* Do this: Reproduce the data in its entirety, exactly as supplied.

* Data lines:
_____

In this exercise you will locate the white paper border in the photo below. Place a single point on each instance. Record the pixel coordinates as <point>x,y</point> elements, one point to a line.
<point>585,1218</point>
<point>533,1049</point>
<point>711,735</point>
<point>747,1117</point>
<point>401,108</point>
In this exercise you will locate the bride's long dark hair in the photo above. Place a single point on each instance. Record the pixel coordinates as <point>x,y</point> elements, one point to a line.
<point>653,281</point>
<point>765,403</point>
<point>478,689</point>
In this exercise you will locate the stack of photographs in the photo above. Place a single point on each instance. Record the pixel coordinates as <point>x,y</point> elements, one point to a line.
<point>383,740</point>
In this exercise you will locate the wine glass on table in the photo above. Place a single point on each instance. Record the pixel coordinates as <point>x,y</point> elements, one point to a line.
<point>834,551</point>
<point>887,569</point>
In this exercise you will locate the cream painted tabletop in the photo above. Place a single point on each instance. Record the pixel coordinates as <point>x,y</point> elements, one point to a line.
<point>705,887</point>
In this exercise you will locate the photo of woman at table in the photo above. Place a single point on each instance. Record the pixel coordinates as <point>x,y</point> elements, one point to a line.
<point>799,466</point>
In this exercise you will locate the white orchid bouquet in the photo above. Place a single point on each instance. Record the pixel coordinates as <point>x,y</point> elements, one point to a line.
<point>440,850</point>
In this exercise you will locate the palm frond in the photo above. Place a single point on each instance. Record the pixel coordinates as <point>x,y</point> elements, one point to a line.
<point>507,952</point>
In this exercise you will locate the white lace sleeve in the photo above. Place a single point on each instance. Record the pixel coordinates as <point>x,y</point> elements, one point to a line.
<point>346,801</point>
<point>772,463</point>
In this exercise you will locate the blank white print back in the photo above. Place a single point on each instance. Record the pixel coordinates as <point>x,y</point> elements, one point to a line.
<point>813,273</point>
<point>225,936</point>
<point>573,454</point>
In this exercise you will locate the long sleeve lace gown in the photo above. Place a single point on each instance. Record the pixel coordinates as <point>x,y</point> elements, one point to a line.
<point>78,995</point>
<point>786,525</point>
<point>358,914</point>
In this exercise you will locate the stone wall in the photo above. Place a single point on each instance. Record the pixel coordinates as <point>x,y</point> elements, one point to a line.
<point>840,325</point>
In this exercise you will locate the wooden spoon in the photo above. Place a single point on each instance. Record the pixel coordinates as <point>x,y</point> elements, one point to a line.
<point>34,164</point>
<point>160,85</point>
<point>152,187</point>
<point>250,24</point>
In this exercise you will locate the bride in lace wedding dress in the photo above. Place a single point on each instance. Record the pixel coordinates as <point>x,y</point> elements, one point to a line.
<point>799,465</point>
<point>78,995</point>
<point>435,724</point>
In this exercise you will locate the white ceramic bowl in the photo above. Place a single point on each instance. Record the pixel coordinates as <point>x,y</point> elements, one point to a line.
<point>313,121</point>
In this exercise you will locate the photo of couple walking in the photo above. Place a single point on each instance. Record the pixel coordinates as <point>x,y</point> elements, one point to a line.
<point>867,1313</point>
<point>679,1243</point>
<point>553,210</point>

_____

* Problem solution:
In this exercise you will locate the white paper border in the photo below. Place a single point on each instance. Record the pixel coordinates as <point>x,y</point> elements, one point to a line.
<point>585,1218</point>
<point>533,1049</point>
<point>711,735</point>
<point>747,1117</point>
<point>401,108</point>
In this exercise you will locate the bride's long dark hair in the photo above. Place a single point on each instance. Record the pixel coordinates as <point>x,y</point> elements, one point to a line.
<point>653,281</point>
<point>765,403</point>
<point>478,689</point>
In this exercise you will locate the stack of photographs in the photo above. Place a single point on each instance. Record the pixel coordinates as <point>x,y</point> elements, one point to a line.
<point>383,740</point>
In this exercise you will locate the wine glass on table in the photo above. Place a single point on each instance. Record the pixel coordinates as <point>x,y</point> elements, one point to a line.
<point>834,551</point>
<point>887,569</point>
In this exercise you will locate the cream painted tabletop in the photo above. Place a single point on each instance. Record the pixel coordinates as <point>x,y</point> elements, one point to a line.
<point>705,887</point>
In this exercise you will locate the photo of woman at table in the photo above. Place a single point on each instance. Record the pixel coordinates as <point>x,y</point> elements, one point to a line.
<point>799,466</point>
In this exercise you will locate the white orchid bouquet in the photo above. Place a single point on each instance. Record the pixel coordinates as <point>x,y</point> elements, one point to a line.
<point>440,850</point>
In this exercise you will locate the palm frond in the photo above. Place a single point on each instance. Record the pixel coordinates as <point>x,y</point> elements, one point to a line.
<point>507,952</point>
In this exercise you will locate the white lace sleeve in the photo above. Place a single point on each instance. Record the pixel coordinates as <point>x,y</point> elements, one point to a line.
<point>346,801</point>
<point>772,463</point>
In this exercise you will locate the blank white print back in the photo above. Place a single point on each instance. Record the pixel coordinates as <point>x,y</point> elements, one point to a line.
<point>813,273</point>
<point>225,936</point>
<point>573,454</point>
In this exercise you will locate the long sleeve lace gown in the photo above. Place a single point on each instance. Record the pixel coordinates as <point>x,y</point> elements, one point to a line.
<point>78,995</point>
<point>786,525</point>
<point>358,914</point>
In this exercise you will locate the stone wall in the photo above. Place a single point on each instance. Record the pixel coordinates as <point>x,y</point> elements, one point to a line.
<point>840,325</point>
In this exercise you will locate the wooden spoon in the photo above. Place a single point on each instance. Record the pixel coordinates as <point>x,y</point> elements, one point to a line.
<point>34,164</point>
<point>160,85</point>
<point>152,187</point>
<point>250,24</point>
In this exercise you will locate the bride in lace wedding dress in the photo above. Place a single point on each instance. Record the pixel coordinates as <point>x,y</point> elements, one point to a line.
<point>799,465</point>
<point>78,995</point>
<point>435,724</point>
In this exercise you will locate the white ceramic bowl in the photo above. Place a single point on each instance. Record the pixel coordinates as <point>x,y</point> elements, one point to a line.
<point>313,121</point>
In this exercise you will locate the photo of couple walking in the photo above. Place a single point on each instance. Record the pixel coordinates as <point>x,y</point> elements, one point to a line.
<point>867,1313</point>
<point>679,1243</point>
<point>553,210</point>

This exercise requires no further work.